[Stored data — start]
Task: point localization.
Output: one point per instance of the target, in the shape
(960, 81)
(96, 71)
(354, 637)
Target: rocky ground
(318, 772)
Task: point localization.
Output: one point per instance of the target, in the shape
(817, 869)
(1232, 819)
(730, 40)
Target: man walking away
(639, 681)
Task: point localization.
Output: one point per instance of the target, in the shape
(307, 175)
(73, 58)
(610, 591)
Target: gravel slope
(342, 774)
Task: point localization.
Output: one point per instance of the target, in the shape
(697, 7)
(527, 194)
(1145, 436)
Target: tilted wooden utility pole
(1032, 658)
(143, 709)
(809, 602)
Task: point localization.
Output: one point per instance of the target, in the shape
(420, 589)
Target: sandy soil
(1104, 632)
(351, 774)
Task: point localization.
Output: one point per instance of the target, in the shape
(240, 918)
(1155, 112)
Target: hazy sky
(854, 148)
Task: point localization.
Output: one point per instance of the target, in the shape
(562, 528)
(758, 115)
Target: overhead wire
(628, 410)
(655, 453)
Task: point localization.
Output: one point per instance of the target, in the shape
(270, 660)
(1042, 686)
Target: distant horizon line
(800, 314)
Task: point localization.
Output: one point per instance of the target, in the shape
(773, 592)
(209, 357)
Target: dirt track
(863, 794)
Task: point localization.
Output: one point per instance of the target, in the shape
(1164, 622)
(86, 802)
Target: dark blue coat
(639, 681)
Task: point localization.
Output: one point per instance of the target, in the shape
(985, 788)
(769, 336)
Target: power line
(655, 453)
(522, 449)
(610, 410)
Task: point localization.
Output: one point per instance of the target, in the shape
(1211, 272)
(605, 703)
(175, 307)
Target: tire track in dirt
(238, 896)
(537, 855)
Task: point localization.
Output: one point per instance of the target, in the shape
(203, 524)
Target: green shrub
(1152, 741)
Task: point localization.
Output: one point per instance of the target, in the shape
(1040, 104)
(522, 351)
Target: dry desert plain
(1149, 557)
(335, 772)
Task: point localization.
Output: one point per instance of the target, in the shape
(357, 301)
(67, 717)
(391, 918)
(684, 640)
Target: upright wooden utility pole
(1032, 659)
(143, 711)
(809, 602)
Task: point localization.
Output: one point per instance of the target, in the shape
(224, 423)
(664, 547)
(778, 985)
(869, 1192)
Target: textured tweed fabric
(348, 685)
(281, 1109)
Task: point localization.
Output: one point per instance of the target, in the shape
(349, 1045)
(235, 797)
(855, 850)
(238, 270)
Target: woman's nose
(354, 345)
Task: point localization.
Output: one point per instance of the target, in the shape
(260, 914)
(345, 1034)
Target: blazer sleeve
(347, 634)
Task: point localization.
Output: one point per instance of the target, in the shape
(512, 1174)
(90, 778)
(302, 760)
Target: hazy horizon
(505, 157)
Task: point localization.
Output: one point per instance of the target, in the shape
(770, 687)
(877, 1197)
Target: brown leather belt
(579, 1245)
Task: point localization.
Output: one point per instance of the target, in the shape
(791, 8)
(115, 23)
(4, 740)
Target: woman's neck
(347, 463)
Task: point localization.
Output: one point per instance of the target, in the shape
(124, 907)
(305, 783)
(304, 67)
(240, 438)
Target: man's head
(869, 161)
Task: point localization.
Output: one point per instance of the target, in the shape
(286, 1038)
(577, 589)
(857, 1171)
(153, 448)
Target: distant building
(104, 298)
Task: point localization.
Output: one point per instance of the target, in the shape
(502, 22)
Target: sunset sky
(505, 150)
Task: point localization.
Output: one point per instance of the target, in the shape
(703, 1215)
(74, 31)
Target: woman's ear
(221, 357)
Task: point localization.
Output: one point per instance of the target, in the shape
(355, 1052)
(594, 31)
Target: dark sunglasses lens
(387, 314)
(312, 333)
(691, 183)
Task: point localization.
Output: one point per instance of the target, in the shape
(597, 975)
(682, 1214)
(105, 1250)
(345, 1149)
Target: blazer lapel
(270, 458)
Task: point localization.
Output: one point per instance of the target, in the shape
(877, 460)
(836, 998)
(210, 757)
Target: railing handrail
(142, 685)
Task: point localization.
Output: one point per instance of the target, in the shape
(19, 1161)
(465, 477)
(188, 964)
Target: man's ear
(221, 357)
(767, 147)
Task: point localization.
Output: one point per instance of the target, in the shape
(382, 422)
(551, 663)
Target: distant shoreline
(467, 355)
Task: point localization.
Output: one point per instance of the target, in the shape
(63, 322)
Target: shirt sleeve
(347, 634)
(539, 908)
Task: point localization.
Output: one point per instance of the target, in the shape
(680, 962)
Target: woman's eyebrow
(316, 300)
[Stored data — finish]
• Exercise
All of the data needs to be reproduced exactly, with no line missing.

• Exercise solution
Task: point localization.
Output: one point per instance of the target, in the shape
(960, 81)
(96, 71)
(354, 637)
Target: rocky ground
(318, 772)
Task: point localization.
Output: one point per instance of the target, in the shape
(817, 869)
(1232, 819)
(730, 40)
Target: man walking away
(639, 681)
Task: point localization.
Output: one point per instance of the target, in the shape
(307, 175)
(73, 58)
(610, 591)
Target: gravel slope
(342, 774)
Task: point localization.
Output: one point per instance of the target, in the shape
(697, 7)
(527, 194)
(1145, 436)
Target: tilted wooden utility pole
(1032, 658)
(143, 709)
(809, 602)
Task: point localization.
Output: one point per instance of the target, in the shape
(420, 589)
Target: sandy soil
(1104, 632)
(351, 774)
Task: point localization.
Output: one point per instance of the target, in the shape
(240, 918)
(1155, 112)
Target: hazy sky
(854, 148)
Task: point localization.
Output: one point per instance of the target, in the shape
(562, 528)
(758, 115)
Target: overhead wire
(628, 410)
(655, 453)
Task: point localization.
Output: one point per instance of the target, in the shape
(270, 660)
(1042, 686)
Target: distant horizon line
(800, 314)
Task: point localization.
Output: one point per instance of the target, in the shape
(773, 592)
(209, 357)
Target: dirt track
(863, 794)
Task: point localization.
Output: one point per instance of the target, in the shape
(1164, 622)
(86, 802)
Target: dark blue coat
(639, 681)
Task: point localization.
Output: one point per instance of the target, in the shape
(985, 788)
(769, 336)
Target: power line
(655, 453)
(522, 449)
(610, 410)
Task: point localization.
Output: one point per instance of the target, in the shape
(1211, 272)
(605, 703)
(175, 307)
Target: tire track in dirt
(238, 896)
(537, 855)
Task: point localization.
Output: one point per instance of the target, in the shape
(203, 524)
Target: green shrub
(1152, 741)
Task: point localization.
Output: one point per instance of the target, in the shape
(1040, 104)
(522, 351)
Target: dry desert plain
(1149, 557)
(335, 772)
Task: point localization.
Output: one point per instance of the target, in the shape
(357, 301)
(67, 717)
(391, 918)
(684, 640)
Target: upright wooden utility pole
(1032, 659)
(143, 711)
(809, 602)
Task: point localization.
Output: one point per instance of the target, in the shape
(224, 423)
(664, 547)
(778, 985)
(869, 1192)
Target: textured tweed fabric
(348, 685)
(281, 1109)
Task: point localization.
Output: one point per instance of the target, in the shape
(349, 1045)
(235, 797)
(855, 850)
(238, 270)
Target: woman's nose
(354, 345)
Task: point localization.
Output: one point per instance of the target, in the shape
(260, 914)
(345, 1034)
Target: blazer sleeve
(347, 634)
Task: point localization.
Output: one point per instance of the target, in the shape
(512, 1174)
(90, 778)
(302, 760)
Target: hazy horizon
(505, 157)
Task: point localization.
Output: one point per instance of the target, in the shape
(770, 687)
(877, 1197)
Target: brown leather belt
(579, 1245)
Task: point localization.
Output: one point per instance of the target, in the shape
(791, 8)
(115, 23)
(4, 740)
Target: woman's neck
(347, 463)
Task: point localization.
Output: one point per instance of the target, in the shape
(124, 907)
(305, 783)
(304, 67)
(240, 438)
Target: man's head
(869, 161)
Task: point localization.
Output: one point per instance of the target, in the shape
(286, 1038)
(577, 589)
(857, 1171)
(153, 448)
Target: distant building
(104, 298)
Task: point localization.
Output: one point per instance of the target, in the shape
(502, 22)
Target: sunset sky
(505, 150)
Task: point localization.
Output: one point per instance of the target, in the shape
(703, 1215)
(74, 31)
Target: woman's ear
(221, 357)
Task: point localization.
Output: one point per instance of the target, in the shape
(355, 1052)
(594, 31)
Target: dark sunglasses lens
(387, 314)
(312, 333)
(691, 183)
Task: point localization.
Output: one point per instance of the target, in the shape
(597, 975)
(682, 1214)
(105, 1250)
(345, 1149)
Target: blazer lapel
(270, 458)
Task: point localization.
Output: one point per instance of the target, in the shape
(877, 460)
(836, 998)
(210, 757)
Target: railing handrail
(142, 685)
Task: point localization.
Output: one point per instance of the target, in the shape
(19, 1161)
(465, 477)
(188, 964)
Target: man's ear
(221, 357)
(767, 147)
Task: point localization.
Output: one point per instance of the target, in the shape
(382, 422)
(551, 663)
Target: distant shoreline
(467, 355)
Task: point localization.
Output: one point per instance of the target, in the shape
(63, 322)
Target: shirt sleeve
(347, 634)
(539, 908)
Task: point localization.
Output: one point per instance of the target, in the shape
(680, 962)
Target: woman's eyebrow
(316, 300)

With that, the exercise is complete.